Position annotation records
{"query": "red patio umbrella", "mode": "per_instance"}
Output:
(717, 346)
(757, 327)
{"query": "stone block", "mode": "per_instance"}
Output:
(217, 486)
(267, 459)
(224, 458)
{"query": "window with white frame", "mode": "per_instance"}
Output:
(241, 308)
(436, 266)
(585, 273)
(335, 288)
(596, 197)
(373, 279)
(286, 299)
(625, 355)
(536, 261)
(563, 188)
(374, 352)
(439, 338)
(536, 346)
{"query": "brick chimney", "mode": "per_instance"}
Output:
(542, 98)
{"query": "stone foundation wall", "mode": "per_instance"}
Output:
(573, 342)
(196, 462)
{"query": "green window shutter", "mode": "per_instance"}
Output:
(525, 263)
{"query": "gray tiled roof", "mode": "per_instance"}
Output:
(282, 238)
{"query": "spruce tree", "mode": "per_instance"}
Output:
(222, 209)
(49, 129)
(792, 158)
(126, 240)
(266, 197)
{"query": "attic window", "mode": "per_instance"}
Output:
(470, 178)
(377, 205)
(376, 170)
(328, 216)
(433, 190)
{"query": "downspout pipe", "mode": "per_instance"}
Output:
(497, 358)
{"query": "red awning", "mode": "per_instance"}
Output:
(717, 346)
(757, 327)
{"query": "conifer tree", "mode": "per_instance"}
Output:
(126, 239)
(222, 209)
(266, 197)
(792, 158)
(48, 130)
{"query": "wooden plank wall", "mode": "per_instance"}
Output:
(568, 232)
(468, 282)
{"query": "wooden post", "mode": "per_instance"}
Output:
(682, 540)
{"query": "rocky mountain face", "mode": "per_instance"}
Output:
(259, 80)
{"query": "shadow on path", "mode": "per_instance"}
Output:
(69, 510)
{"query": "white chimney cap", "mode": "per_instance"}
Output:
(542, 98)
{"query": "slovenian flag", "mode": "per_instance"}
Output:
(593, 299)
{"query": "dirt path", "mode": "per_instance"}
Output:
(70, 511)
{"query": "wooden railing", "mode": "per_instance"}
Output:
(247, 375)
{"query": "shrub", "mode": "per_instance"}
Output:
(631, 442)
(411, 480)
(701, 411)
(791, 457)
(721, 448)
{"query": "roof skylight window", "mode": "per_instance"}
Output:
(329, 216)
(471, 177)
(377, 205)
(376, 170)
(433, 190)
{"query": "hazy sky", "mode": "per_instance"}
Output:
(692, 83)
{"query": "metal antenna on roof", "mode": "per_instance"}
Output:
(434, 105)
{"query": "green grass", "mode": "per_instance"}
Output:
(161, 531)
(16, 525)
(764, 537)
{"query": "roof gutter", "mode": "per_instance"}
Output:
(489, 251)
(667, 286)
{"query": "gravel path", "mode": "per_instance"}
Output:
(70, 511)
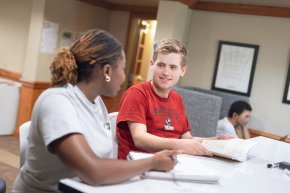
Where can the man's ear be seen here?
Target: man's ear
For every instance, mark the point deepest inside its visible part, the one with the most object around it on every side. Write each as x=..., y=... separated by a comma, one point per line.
x=183, y=70
x=107, y=70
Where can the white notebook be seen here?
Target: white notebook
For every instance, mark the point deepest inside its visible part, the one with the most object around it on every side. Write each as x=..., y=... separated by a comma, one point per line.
x=188, y=169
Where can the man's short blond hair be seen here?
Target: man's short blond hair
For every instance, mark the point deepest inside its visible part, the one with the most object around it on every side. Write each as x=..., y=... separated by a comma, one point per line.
x=167, y=46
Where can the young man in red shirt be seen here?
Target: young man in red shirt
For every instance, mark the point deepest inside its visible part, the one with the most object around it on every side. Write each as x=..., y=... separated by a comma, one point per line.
x=151, y=116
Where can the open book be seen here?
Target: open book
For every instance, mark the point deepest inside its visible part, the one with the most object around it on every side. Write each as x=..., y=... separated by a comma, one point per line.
x=188, y=169
x=236, y=149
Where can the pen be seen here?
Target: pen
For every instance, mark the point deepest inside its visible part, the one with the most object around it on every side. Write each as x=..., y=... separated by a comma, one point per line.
x=274, y=165
x=174, y=158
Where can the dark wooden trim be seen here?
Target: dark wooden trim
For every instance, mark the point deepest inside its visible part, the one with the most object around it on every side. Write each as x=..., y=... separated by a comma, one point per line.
x=190, y=3
x=36, y=85
x=243, y=9
x=99, y=3
x=123, y=7
x=256, y=133
x=10, y=75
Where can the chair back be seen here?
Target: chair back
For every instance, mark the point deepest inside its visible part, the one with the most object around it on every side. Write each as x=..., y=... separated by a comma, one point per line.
x=2, y=186
x=113, y=119
x=202, y=111
x=23, y=141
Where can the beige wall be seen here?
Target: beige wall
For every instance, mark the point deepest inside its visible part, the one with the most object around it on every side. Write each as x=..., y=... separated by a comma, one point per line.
x=21, y=27
x=14, y=27
x=272, y=34
x=77, y=17
x=118, y=25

-- Your task --
Without including the pictures, reproduce all entries exactly.

-- Full output --
{"query": "red patio umbrella", "mode": "per_instance"}
Output:
(717, 346)
(757, 327)
{"query": "stone block", "mode": "per_instance"}
Output:
(217, 486)
(267, 459)
(224, 458)
{"query": "window with white frame", "mode": "per_instance"}
Output:
(241, 308)
(436, 266)
(585, 273)
(335, 288)
(596, 197)
(373, 279)
(286, 299)
(625, 355)
(536, 261)
(563, 188)
(374, 352)
(439, 338)
(536, 346)
{"query": "brick chimney", "mode": "per_instance"}
Output:
(542, 98)
{"query": "stone foundation wall", "mode": "per_instance"}
Output:
(573, 342)
(196, 462)
{"query": "green window shutter", "mode": "per_instance"}
Output:
(525, 263)
{"query": "gray tiled roof", "mode": "per_instance"}
Output:
(282, 238)
{"query": "spruce tree", "mode": "per_instance"}
Output:
(222, 209)
(49, 129)
(792, 158)
(126, 240)
(266, 197)
{"query": "attic window", "mode": "per_instance"}
Output:
(470, 178)
(377, 205)
(376, 170)
(328, 216)
(433, 190)
{"query": "downspout pipe", "mode": "per_instance"}
Output:
(497, 358)
{"query": "red awning", "mode": "per_instance"}
Output:
(717, 346)
(757, 327)
{"query": "conifer tree", "mode": "per_instance"}
Output:
(126, 239)
(222, 209)
(266, 197)
(792, 158)
(48, 130)
{"query": "wooden plank wall", "mode": "per_instance"}
Output:
(568, 232)
(468, 282)
{"query": "wooden post", "mode": "per_instance"}
Output:
(682, 540)
{"query": "rocky mountain face", "mode": "per_instance"}
Output:
(259, 80)
{"query": "shadow on path", "mode": "per_instance"}
Output:
(69, 510)
{"query": "white chimney cap", "mode": "per_instance"}
Output:
(542, 98)
{"query": "slovenian flag", "mode": "per_instance"}
Output:
(593, 299)
{"query": "dirt path", "mode": "per_instance"}
Output:
(70, 511)
{"query": "wooden railing", "mode": "per_instance"}
Output:
(247, 375)
{"query": "shrub", "mode": "per_instance"}
Output:
(631, 442)
(411, 480)
(701, 411)
(791, 457)
(721, 448)
{"query": "roof skylight window", "mode": "per_instance"}
Output:
(329, 216)
(471, 177)
(377, 205)
(376, 170)
(433, 190)
{"query": "hazy sky", "mode": "per_instance"}
Output:
(692, 83)
{"query": "metal antenna on roof", "mode": "per_instance"}
Output:
(434, 105)
{"query": "green grass", "mode": "per_instance"}
Output:
(161, 531)
(16, 525)
(764, 537)
{"query": "roof gutter", "mode": "per_instance"}
Output:
(489, 251)
(667, 286)
{"query": "gravel path", "mode": "per_instance"}
Output:
(70, 511)
Where can the man's ear be seen here?
Target: man's ear
For every instance, mark the point deepest inside its visible part, the one with the most object around it on every side. Write each as x=..., y=... separated by a comma, one point per line.
x=183, y=70
x=107, y=70
Where can the white notebook be seen here?
Target: white notebook
For every instance, mark the point deepest inside its visible part, the one with the most object around it on every side. Write each as x=..., y=... separated by a comma, one point per line.
x=188, y=169
Where can the man's short blond hair be seen here?
Target: man's short blond hair
For every instance, mark the point deepest inside its visible part, the one with the most object around it on every side. Write each as x=..., y=... separated by a comma, one point per line.
x=167, y=46
Where can the young man in red shirt be seen here?
Target: young man in red shirt
For every instance, mark the point deepest inside its visible part, the one with the most object around it on every side. Write each as x=..., y=... separated by a comma, one point per line.
x=151, y=116
Where can the open book be seen here?
Target: open book
For every instance, mark the point deepest inside its visible part, the one with the most object around it on every side. Write each as x=..., y=... separated by a comma, one point per line.
x=188, y=169
x=236, y=149
Where can the pen be seen here?
Target: pen
For every instance, mark the point deepest inside its visible part, the one with the most object around it on every side. Write each as x=..., y=... separated by a comma, one point per line.
x=274, y=165
x=174, y=158
Where can the dark wooden trim be seen here?
Target: dark wooden trim
For every instance, mark the point deepest inside its visible part, the one with the most object around it on every side. Write each as x=..., y=... separated by a comma, one point per line.
x=190, y=3
x=36, y=85
x=243, y=9
x=99, y=3
x=123, y=7
x=256, y=133
x=10, y=75
Where can the chair back be seen here?
Target: chair back
For every instance, mark the point deepest inside its visible part, the one with the most object around it on every side. Write each as x=..., y=... separated by a comma, one point per line.
x=2, y=186
x=113, y=119
x=202, y=111
x=23, y=141
Where can the beige wall be seen here?
Target: beige wall
For every instance, mark the point deepest inside its visible part, the one with the most object around it on every side. Write each as x=..., y=... separated by a comma, one point per line.
x=21, y=27
x=14, y=27
x=272, y=34
x=77, y=17
x=118, y=25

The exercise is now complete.